As news sources proliferate and the methods used to deliver the news become faster and more efficient, twin problems arise. First, when every rumor and unconfirmed report can spread like wildfire almost as soon as it’s generated, how do you figure out what information to trust? And second, if you’re neither able nor inclined to spend every waking moment plugged into a half dozen news streams, how do you stay informed?

Here are four links looking at various aspects of this issue:

Toward a Slow-News Movement
Mediactive | November 8, 2009
In this post, Dan Gillmor proposes augmenting the round-the-clock news cycle with a movement toward “slow news” — news that’s less up-to-the-minute but more verified and trustworthy.
Quote: It comes down to this: The faster the news accelerates, the slower I’m inclined to believe anything I hear – and the harder I look for the coverage that pulls together the most facts with the most clarity about what’s known and what’s speculation.

## [Problem requirements]
Could you write out the slow-news passage word for word, starting at "Here are four" and ending at "and what’s speculation."?

## [Raw records]

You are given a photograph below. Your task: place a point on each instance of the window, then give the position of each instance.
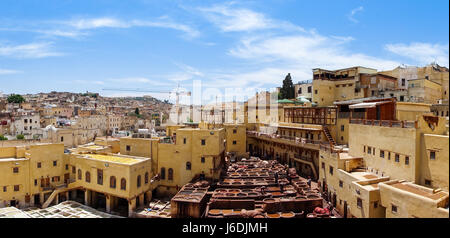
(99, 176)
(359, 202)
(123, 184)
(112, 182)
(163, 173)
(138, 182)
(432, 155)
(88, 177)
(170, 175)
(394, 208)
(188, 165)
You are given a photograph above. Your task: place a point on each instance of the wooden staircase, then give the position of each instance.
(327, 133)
* * *
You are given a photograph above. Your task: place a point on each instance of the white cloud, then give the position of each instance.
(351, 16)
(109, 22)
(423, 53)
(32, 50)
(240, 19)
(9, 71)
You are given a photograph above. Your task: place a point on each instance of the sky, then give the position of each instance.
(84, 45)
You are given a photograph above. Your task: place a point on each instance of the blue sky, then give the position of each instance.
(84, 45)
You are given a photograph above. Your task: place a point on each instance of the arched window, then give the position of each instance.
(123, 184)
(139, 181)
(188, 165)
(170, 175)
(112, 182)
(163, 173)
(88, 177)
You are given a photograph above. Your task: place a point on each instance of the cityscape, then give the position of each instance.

## [Problem solution]
Here are four links looking at various aspects of this issue:

Toward a Slow-News Movement
Mediactive | November 8, 2009
In this post, Dan Gillmor proposes augmenting the round-the-clock news cycle with a movement toward “slow news” — news that’s less up-to-the-minute but more verified and trustworthy.
Quote: It comes down to this: The faster the news accelerates, the slower I’m inclined to believe anything I hear – and the harder I look for the coverage that pulls together the most facts with the most clarity about what’s known and what’s speculation.